• _Written task_
Rewrite everything from the line containing "Mark a point on each instance of the black tire" down to the end of the items, requests included. Multiply each answer coordinate by 1.25 and round it to a whole number, with halves rounded up, but leave the requests and their sample coordinates unchanged.
■ ■ ■ ■ ■
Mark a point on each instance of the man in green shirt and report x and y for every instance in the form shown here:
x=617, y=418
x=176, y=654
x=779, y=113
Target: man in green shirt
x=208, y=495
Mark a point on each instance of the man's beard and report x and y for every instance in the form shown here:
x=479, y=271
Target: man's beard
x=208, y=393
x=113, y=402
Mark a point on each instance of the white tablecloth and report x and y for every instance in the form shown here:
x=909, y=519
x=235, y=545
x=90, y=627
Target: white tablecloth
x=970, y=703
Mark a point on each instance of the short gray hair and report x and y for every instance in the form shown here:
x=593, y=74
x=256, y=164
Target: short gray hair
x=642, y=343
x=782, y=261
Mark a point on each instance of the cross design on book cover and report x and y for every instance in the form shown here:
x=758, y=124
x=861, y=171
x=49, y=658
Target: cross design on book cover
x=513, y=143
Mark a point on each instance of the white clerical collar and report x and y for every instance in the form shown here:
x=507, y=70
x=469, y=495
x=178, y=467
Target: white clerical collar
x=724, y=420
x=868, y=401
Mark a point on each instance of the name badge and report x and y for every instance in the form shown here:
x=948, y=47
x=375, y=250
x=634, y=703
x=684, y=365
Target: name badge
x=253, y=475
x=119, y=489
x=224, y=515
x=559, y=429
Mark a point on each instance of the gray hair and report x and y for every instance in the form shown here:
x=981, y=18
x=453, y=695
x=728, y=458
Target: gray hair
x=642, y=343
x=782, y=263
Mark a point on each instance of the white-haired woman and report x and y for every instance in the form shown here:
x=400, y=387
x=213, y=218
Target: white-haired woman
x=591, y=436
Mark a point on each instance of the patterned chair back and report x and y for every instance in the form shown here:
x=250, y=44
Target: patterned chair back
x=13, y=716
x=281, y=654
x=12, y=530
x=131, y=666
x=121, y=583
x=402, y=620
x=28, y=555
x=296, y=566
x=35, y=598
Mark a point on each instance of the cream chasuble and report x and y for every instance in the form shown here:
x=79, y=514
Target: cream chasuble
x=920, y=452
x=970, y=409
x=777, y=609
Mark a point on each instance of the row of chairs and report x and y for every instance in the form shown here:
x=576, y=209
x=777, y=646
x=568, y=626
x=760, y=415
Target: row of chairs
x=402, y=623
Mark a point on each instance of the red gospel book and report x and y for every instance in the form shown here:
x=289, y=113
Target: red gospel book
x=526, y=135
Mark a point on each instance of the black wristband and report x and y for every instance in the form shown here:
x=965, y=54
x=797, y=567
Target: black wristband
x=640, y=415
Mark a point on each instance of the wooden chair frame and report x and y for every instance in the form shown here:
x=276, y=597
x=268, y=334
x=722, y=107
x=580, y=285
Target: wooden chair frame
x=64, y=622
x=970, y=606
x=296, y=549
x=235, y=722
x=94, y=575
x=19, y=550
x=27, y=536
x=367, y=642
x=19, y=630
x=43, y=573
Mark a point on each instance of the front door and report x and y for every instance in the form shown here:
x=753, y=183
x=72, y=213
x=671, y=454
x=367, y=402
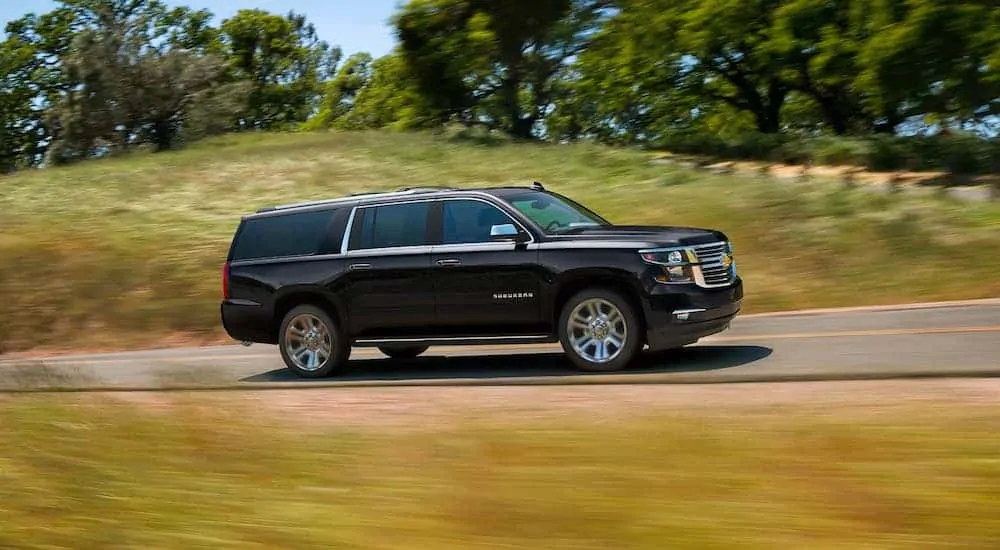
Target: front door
x=388, y=287
x=481, y=286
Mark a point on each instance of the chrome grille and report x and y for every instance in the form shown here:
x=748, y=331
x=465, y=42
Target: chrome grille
x=711, y=272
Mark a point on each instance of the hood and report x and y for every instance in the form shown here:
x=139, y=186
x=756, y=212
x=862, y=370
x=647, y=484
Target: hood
x=657, y=235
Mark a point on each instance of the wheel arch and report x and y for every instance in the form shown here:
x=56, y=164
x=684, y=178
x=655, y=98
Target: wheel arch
x=621, y=281
x=303, y=296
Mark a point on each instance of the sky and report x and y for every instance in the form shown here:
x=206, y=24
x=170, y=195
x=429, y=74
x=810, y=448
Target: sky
x=354, y=25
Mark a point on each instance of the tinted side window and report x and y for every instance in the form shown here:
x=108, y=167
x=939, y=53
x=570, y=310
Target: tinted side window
x=470, y=221
x=392, y=226
x=282, y=236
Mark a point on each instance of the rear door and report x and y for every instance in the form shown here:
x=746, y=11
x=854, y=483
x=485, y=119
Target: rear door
x=388, y=287
x=482, y=286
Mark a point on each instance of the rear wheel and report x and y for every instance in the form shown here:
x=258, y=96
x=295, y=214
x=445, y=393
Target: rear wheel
x=600, y=330
x=403, y=352
x=312, y=345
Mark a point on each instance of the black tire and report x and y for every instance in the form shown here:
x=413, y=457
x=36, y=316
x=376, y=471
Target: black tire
x=337, y=344
x=403, y=351
x=621, y=356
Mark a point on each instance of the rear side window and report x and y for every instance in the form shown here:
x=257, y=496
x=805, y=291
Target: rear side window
x=392, y=225
x=282, y=236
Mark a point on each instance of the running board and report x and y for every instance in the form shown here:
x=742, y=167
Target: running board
x=455, y=341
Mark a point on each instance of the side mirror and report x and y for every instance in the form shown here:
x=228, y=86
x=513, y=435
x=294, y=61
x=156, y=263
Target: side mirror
x=506, y=232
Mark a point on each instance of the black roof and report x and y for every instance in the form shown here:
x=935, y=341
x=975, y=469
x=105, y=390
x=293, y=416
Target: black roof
x=402, y=193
■ ■ ■ ■ ■
• _Full output_
Mark a point on each instance of the black tire and report x and y for every instance in the form shown here:
x=413, y=457
x=36, y=316
x=376, y=471
Target: black tire
x=421, y=430
x=504, y=439
x=776, y=445
Mark a point on each instance of the rear side window and report x and y for every instance in the form shown here:
x=257, y=496
x=805, y=291
Target: rear side window
x=490, y=281
x=353, y=295
Mark a point on each instance of the running board and report x and y for every instance in the form shown here:
x=742, y=167
Target: running board
x=569, y=426
Mark a point on each instance of the side mirror and report x and y for every instance in the form shown here:
x=228, y=86
x=513, y=435
x=294, y=61
x=156, y=263
Target: side mirror
x=633, y=290
Mark a point on each instance of the black roof and report x and y for every instance in the form shown here:
x=935, y=341
x=975, y=469
x=105, y=390
x=293, y=416
Target: black roof
x=503, y=241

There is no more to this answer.